Excerpts from segmentation records
┄┄┄┄┄┄
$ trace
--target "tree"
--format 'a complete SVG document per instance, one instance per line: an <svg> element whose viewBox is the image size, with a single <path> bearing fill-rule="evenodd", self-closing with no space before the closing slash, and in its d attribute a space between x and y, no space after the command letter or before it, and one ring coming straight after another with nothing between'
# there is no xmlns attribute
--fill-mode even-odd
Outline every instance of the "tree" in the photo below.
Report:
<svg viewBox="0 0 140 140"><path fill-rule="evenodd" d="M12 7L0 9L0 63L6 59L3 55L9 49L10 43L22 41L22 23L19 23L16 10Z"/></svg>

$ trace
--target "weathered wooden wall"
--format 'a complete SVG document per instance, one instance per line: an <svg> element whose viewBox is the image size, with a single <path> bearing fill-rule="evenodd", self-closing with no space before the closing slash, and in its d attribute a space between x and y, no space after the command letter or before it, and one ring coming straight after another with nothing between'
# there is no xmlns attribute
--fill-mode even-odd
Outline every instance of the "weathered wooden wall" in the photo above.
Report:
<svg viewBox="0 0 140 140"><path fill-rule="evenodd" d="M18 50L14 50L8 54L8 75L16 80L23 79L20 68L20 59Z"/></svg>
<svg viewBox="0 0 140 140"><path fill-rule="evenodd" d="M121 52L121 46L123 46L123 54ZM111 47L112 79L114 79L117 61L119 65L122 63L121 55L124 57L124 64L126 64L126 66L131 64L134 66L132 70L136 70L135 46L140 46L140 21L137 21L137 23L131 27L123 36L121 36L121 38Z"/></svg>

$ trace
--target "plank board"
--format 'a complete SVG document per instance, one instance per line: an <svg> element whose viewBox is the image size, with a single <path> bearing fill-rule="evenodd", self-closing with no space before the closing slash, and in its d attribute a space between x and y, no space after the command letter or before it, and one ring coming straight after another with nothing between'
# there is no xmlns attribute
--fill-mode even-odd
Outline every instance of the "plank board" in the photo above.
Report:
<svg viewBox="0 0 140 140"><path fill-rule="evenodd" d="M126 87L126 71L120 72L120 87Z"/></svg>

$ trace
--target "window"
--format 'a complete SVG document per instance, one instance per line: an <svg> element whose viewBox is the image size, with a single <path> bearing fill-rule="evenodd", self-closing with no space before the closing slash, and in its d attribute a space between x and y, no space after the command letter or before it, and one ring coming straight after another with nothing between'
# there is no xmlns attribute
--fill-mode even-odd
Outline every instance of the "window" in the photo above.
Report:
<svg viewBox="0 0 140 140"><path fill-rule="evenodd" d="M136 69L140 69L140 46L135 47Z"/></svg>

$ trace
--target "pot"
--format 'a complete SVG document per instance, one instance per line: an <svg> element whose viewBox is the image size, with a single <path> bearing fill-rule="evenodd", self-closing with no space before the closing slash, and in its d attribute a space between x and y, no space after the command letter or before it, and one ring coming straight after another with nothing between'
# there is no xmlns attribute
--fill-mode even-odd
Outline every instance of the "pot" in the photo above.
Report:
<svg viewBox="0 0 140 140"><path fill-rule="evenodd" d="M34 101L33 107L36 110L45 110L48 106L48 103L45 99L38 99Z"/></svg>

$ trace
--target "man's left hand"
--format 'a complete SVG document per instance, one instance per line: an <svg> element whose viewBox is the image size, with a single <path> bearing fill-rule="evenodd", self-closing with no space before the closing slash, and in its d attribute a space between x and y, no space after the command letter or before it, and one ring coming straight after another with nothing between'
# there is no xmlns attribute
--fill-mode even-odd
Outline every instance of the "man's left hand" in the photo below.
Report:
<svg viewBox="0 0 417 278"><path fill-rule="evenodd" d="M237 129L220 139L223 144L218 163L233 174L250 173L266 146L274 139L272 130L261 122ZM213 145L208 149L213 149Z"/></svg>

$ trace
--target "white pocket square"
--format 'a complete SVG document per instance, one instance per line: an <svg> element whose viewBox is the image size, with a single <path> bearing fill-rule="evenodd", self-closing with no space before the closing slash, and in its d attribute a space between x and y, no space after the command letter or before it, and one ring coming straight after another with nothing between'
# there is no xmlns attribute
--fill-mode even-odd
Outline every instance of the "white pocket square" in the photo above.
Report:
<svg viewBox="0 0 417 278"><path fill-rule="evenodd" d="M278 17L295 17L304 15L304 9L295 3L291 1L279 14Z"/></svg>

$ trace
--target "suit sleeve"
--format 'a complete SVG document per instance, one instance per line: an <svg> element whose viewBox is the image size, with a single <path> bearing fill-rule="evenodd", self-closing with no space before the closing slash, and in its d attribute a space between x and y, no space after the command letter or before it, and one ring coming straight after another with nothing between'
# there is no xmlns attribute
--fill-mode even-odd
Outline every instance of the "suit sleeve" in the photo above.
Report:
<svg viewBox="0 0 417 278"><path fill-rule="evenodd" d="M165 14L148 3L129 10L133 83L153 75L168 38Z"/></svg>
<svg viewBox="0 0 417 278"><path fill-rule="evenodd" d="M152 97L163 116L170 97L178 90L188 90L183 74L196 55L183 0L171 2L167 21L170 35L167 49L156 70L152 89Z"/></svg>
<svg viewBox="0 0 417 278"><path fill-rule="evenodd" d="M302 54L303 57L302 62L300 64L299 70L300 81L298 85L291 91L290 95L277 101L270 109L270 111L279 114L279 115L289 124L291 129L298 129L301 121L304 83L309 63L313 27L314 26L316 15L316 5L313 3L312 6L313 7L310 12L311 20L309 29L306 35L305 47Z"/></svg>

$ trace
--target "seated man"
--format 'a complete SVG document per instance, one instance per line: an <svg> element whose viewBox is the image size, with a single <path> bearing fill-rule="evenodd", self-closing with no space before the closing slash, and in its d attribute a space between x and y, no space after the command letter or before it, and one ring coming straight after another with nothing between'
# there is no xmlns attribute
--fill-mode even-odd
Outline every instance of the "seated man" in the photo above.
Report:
┄┄┄┄┄┄
• EXERCISE REQUIREMENTS: Which lines of the material contain the string "wooden"? Pick out each one and copy it in full. Uppercase and lowercase count as different.

• EXERCISE RESULT:
--target "weathered wooden wall"
Outline every instance of the "weathered wooden wall" in the photo above.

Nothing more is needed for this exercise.